*Task to carry out:* Quote the records word for word, starting with their first line and going on through the line that contains "positive clicks: (696, 51)", including that line.
───
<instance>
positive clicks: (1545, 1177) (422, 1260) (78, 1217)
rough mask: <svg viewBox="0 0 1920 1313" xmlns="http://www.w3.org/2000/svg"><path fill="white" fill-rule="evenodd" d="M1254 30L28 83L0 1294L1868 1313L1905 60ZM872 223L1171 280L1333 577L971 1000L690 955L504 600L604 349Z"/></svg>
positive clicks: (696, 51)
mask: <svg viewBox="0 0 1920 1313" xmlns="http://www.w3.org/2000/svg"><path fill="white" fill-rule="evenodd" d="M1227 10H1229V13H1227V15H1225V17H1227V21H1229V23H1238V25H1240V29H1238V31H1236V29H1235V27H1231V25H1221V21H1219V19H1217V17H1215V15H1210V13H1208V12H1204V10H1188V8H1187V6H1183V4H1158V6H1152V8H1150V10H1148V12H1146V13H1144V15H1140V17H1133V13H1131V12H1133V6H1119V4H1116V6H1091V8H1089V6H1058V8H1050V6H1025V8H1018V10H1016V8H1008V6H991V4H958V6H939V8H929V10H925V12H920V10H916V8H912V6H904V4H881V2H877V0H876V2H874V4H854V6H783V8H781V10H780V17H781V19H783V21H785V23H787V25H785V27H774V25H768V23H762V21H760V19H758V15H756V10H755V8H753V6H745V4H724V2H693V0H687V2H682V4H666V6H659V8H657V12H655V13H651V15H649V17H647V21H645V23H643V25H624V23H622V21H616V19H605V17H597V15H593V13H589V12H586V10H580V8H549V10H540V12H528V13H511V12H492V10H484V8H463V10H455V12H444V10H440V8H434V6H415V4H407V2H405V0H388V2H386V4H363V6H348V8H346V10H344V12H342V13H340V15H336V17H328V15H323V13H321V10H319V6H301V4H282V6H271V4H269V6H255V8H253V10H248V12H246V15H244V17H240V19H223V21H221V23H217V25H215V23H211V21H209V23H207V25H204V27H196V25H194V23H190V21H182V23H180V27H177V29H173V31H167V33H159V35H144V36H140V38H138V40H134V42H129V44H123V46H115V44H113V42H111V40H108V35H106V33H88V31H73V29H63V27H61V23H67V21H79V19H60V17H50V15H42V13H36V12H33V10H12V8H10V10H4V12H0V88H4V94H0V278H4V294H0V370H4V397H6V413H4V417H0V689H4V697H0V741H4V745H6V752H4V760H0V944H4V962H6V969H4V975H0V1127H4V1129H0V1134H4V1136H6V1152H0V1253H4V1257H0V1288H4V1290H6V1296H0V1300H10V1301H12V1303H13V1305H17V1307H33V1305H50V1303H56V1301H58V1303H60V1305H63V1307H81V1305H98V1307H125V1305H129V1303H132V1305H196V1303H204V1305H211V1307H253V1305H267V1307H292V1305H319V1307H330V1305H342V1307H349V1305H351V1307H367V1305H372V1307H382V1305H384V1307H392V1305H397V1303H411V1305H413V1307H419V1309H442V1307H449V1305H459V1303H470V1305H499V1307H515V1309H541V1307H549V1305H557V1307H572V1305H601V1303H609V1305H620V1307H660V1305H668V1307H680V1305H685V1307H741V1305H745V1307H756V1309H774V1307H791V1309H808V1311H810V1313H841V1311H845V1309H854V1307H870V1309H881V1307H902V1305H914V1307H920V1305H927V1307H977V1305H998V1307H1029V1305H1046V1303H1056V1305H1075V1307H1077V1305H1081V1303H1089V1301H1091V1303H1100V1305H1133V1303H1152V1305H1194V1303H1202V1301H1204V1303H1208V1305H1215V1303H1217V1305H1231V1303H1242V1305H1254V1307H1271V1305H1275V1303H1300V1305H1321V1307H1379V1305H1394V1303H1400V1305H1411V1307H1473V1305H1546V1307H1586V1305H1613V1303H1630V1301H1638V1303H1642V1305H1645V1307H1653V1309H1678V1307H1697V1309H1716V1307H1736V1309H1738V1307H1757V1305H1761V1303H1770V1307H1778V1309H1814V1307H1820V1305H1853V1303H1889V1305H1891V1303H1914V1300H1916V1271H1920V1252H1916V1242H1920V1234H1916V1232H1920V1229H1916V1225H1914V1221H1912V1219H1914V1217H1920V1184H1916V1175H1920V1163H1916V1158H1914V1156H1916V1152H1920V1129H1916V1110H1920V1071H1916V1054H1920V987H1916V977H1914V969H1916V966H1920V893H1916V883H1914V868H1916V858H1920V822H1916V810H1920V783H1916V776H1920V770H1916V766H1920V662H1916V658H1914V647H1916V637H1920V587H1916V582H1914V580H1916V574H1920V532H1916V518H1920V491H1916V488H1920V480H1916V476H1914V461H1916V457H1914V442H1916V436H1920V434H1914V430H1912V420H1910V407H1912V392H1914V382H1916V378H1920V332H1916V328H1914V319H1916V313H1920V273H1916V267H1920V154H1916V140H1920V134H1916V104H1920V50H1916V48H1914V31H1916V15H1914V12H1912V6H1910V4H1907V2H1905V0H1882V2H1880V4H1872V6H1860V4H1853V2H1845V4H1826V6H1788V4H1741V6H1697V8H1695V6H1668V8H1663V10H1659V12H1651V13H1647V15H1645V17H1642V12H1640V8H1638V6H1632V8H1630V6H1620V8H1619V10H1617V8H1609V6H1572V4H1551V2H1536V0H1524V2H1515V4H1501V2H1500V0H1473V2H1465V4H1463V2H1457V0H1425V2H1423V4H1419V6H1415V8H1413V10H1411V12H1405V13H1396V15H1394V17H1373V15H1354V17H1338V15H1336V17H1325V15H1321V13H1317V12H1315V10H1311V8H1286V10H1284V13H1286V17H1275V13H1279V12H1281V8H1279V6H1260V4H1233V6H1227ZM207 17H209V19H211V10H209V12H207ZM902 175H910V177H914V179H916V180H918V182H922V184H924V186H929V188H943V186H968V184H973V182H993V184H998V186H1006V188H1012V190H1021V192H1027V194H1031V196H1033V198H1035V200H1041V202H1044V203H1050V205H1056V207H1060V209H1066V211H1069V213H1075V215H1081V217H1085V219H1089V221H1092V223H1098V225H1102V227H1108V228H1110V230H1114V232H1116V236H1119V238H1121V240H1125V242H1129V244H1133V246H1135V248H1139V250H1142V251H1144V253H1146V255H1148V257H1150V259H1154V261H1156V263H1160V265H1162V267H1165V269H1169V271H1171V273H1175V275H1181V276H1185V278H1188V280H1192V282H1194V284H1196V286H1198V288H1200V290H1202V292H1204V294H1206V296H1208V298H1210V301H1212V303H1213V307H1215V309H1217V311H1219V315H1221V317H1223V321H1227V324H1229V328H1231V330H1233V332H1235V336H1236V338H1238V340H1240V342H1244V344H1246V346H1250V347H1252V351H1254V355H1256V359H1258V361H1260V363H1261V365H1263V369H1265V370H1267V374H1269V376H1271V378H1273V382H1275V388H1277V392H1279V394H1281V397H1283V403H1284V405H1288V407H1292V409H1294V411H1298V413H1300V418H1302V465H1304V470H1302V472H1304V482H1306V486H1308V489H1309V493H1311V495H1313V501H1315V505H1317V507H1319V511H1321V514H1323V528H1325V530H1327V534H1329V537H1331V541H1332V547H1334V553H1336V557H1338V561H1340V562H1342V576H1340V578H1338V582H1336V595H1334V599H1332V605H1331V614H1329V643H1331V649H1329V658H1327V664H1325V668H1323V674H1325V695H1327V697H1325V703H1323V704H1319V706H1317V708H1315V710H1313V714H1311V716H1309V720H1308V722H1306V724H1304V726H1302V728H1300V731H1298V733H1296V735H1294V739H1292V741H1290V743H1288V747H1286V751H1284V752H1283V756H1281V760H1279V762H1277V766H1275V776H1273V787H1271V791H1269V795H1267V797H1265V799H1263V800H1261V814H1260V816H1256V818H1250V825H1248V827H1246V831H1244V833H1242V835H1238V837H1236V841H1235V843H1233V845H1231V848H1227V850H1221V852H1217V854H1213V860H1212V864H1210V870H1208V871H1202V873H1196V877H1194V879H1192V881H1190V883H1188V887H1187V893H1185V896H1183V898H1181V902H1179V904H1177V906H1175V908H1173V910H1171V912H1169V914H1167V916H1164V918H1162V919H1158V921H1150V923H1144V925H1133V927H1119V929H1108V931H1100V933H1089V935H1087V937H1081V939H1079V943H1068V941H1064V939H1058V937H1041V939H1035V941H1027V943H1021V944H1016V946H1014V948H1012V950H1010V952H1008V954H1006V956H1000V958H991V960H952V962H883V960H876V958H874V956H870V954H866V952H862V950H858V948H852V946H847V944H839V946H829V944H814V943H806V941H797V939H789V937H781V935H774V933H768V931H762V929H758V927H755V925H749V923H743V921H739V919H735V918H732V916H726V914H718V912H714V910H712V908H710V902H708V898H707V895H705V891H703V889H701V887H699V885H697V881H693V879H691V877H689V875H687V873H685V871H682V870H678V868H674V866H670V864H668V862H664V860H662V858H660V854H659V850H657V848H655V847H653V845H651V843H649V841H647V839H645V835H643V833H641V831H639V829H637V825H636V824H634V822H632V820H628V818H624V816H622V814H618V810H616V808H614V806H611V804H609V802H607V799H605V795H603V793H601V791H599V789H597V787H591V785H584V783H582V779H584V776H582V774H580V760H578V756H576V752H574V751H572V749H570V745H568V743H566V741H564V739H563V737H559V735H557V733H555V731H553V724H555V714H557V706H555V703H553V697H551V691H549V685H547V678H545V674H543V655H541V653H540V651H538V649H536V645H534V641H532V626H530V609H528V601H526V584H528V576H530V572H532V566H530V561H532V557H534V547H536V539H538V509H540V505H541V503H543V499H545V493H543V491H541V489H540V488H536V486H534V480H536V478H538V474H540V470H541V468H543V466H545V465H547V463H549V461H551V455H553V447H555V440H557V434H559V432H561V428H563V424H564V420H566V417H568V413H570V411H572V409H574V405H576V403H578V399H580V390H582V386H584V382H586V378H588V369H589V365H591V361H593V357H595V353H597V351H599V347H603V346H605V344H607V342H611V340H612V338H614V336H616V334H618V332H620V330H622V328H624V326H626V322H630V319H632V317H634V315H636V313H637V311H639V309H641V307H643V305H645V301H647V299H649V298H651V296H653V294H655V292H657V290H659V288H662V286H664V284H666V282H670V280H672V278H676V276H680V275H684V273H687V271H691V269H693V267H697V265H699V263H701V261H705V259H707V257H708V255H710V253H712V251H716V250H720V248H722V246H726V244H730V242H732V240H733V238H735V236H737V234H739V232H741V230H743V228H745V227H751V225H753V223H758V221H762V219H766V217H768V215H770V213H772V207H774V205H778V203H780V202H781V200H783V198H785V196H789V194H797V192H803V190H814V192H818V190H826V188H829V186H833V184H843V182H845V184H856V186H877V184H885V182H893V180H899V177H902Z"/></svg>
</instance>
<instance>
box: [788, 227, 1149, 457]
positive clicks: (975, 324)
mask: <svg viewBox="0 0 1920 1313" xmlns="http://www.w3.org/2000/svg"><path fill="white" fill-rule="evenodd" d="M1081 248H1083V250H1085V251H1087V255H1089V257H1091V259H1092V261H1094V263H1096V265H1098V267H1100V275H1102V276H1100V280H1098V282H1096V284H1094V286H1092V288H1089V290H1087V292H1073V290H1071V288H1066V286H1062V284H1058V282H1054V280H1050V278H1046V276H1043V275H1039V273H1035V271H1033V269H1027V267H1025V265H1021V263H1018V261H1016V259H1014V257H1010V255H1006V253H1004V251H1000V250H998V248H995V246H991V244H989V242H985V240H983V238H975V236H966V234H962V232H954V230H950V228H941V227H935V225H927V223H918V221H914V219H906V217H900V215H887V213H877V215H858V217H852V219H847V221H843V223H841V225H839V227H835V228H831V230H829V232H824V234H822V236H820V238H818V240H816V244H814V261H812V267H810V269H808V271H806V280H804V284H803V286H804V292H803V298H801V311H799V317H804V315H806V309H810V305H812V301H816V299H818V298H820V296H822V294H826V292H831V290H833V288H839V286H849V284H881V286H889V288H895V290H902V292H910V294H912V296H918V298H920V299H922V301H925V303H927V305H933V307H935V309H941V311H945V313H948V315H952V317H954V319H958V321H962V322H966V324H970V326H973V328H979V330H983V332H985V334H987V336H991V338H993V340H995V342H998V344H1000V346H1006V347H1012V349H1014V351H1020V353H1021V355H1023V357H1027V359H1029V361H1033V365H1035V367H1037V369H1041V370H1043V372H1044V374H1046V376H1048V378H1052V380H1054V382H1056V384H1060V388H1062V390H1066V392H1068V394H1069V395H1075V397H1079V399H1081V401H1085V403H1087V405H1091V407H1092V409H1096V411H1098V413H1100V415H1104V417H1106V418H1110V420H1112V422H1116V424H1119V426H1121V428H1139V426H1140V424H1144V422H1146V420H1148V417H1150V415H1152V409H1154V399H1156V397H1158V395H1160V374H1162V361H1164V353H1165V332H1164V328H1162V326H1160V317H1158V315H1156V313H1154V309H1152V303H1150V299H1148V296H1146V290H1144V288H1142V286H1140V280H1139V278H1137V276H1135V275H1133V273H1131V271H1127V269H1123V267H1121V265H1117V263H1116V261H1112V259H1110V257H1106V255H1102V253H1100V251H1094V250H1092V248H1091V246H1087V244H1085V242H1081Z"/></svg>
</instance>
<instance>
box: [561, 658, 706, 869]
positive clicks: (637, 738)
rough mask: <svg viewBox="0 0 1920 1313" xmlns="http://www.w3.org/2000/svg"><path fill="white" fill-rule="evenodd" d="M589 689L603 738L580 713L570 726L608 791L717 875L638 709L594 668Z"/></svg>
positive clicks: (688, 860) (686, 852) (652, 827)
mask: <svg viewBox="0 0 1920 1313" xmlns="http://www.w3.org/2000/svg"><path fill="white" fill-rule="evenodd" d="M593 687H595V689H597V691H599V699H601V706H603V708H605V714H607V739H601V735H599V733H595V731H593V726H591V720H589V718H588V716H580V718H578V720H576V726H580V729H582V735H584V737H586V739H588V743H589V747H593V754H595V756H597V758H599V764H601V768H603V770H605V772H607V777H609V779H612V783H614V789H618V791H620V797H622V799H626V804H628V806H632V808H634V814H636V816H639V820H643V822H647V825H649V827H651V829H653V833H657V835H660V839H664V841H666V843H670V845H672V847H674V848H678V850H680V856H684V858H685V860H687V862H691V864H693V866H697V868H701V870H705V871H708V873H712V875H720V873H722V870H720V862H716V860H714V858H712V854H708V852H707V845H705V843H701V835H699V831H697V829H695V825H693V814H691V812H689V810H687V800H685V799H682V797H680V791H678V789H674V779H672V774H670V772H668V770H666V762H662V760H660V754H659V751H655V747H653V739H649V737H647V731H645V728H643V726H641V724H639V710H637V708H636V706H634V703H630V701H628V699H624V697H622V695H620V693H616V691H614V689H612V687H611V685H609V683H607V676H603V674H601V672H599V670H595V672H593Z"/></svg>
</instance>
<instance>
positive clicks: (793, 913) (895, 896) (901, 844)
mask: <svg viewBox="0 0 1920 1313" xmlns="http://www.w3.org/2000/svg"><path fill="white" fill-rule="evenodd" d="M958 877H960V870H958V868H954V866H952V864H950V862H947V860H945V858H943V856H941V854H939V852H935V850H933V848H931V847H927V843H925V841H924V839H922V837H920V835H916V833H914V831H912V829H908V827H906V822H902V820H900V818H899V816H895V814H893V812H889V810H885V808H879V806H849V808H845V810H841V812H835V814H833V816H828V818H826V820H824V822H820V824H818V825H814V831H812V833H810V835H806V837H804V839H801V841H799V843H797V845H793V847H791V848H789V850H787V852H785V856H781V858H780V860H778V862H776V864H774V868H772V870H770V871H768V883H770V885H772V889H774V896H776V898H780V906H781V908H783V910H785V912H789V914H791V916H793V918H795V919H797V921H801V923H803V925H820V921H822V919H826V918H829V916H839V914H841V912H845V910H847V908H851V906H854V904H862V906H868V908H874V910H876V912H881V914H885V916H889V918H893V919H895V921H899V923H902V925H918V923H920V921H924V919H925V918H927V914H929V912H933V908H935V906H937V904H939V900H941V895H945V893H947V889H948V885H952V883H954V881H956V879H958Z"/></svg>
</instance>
───
*Written answer:*
<instance>
positive clicks: (1545, 1177) (422, 1260) (78, 1217)
rough mask: <svg viewBox="0 0 1920 1313" xmlns="http://www.w3.org/2000/svg"><path fill="white" fill-rule="evenodd" d="M1254 30L28 83L0 1294L1868 1313L1905 60ZM872 223L1171 280L1333 577L971 1000L690 955L504 600L604 349Z"/></svg>
positive clicks: (696, 51)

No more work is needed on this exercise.